§ **WRITTEN REQUEST**
Can you change every "Tag" to "Mark" in the material below, keeping everything else the same and leaving the pictures out of your answer?

§ **RECORD EXCERPTS**
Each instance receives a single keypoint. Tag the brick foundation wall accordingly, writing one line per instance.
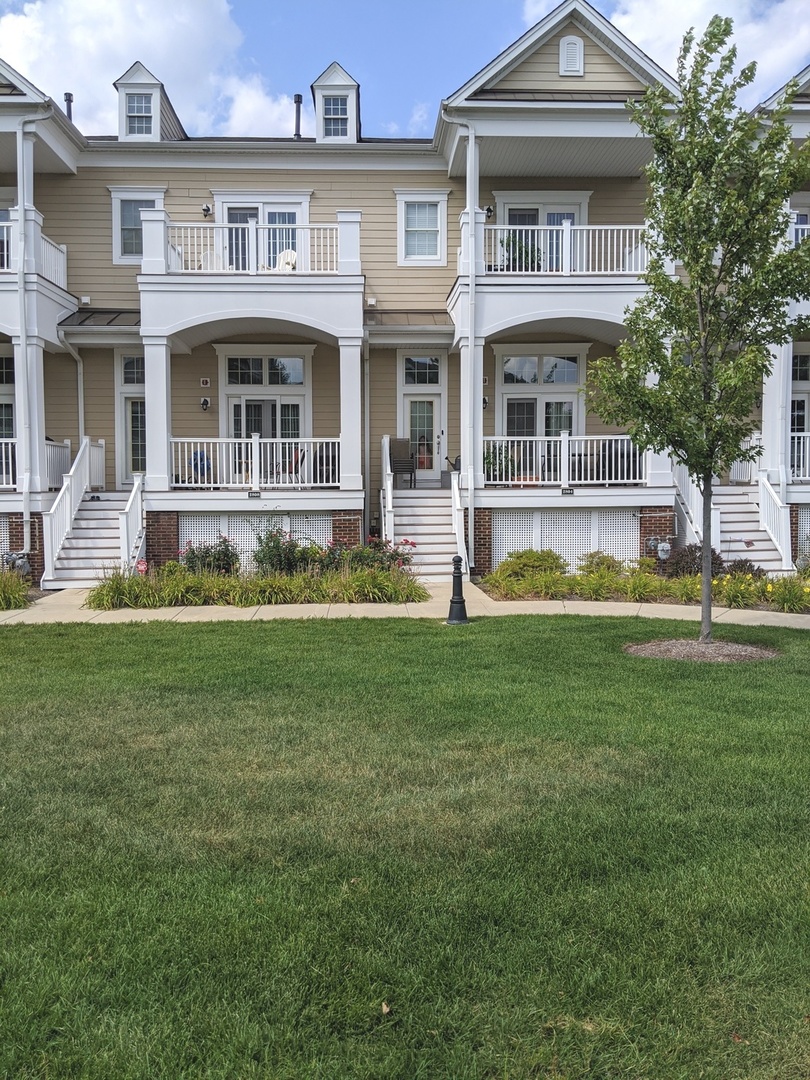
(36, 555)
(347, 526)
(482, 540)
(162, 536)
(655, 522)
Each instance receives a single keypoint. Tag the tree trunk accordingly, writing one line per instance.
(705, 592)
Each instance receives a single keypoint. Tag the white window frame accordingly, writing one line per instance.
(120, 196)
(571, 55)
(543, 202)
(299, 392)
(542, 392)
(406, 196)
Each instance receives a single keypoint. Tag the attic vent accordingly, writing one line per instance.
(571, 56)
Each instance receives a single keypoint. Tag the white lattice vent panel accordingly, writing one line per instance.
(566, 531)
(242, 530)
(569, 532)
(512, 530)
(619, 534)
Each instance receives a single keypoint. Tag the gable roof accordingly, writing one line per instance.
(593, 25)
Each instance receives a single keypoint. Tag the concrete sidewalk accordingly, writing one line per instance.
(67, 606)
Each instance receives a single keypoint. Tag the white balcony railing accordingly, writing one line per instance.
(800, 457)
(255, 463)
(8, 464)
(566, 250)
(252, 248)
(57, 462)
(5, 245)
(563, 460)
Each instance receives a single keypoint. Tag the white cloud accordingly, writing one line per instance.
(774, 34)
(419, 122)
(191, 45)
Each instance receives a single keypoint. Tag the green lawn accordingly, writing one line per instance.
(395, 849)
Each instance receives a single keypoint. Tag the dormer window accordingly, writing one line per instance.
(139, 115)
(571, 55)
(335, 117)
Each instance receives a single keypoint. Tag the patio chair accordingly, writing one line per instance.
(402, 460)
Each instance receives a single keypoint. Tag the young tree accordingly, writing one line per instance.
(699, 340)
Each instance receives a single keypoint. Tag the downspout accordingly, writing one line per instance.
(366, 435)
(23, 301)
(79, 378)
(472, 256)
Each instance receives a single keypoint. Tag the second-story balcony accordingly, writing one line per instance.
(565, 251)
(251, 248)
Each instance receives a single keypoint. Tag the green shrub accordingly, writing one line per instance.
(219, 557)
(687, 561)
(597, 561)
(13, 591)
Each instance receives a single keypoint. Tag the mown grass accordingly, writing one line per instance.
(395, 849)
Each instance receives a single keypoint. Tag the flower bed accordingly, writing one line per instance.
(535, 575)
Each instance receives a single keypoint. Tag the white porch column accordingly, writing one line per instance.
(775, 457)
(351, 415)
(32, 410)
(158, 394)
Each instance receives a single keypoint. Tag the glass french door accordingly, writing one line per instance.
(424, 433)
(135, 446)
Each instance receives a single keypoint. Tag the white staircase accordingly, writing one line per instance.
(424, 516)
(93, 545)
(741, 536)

§ **SOLVED EXERCISE**
Each instance receives a single keypoint. Mark the brick foundation wall accordingly, writing one line per instance.
(36, 555)
(347, 526)
(482, 540)
(162, 536)
(655, 522)
Each instance receives a single keypoint. Mark the tree trunk accordingly, writing one line per instance.
(705, 592)
Each instance receives a single keypoint. Mark the white window frame accordingly, writing one line per instance.
(120, 196)
(571, 55)
(543, 202)
(299, 392)
(542, 392)
(406, 196)
Each instance receives a single keypoint. Mark the attic vent accordingly, writing one line per instance.
(571, 56)
Each instance receives a single keypoint. Mark the white lattice vent panel accordingly, writing one line per instance.
(566, 531)
(242, 530)
(569, 532)
(512, 530)
(619, 534)
Each instance receives a single keypoint. Mark the gable roof accordingly, writing one line per instance.
(593, 25)
Each instance receives a single keypoint. Mark the concrete sidewalk accordingly, writing one line per instance.
(67, 606)
Each instance receives a single keypoint. Mark the white balcony railing accordingly, writing one line per instance.
(800, 457)
(255, 463)
(8, 464)
(566, 250)
(252, 248)
(57, 462)
(5, 245)
(563, 460)
Each instance receives a single keypoint. Mark the white cloud accordingly, writing one line per instance.
(774, 34)
(419, 122)
(191, 45)
Each instance receives a single keypoint. Mark the green lawn accordingly, writing one line per instance.
(395, 849)
Each instance receives a single keypoint. Mark the dormer window accordingly, writing one line per instance.
(139, 115)
(571, 55)
(335, 117)
Each instance receives a single keypoint. Mark the patio chair accordingly, writing one line per instance.
(402, 460)
Each instance receives a single keypoint. Mark the young tree accordingly, writing one line per instance.
(699, 340)
Each instance receives a single keypoint. Mark the downspout accordingly, writing one line per instance.
(366, 435)
(23, 301)
(79, 378)
(472, 256)
Each instance receives a single keypoint. Mark the second-story balcony accordingly, writing one line per instance.
(565, 251)
(251, 248)
Each instance receives a single keypoint. Mark the green shrub accordingly, writing one line per instance.
(219, 557)
(687, 561)
(597, 561)
(13, 591)
Each instance receives a single keypoint. Mark the mown grass accordingly, writing one line per instance.
(395, 849)
Each instance receives a single keypoint. Mark the flower bed accordingly, writing one line per instance.
(535, 575)
Each instance receives a single keypoint. Mark the white porch column accordingly, writing one line per instance.
(775, 457)
(351, 415)
(32, 410)
(158, 394)
Each instance receives a single keypoint. Mark the glass french door accordingly, writing one line per instance.
(424, 433)
(135, 446)
Each instance receives a single keypoint. Mark the white staircase accordingly, writing one line per instance.
(424, 516)
(93, 545)
(741, 536)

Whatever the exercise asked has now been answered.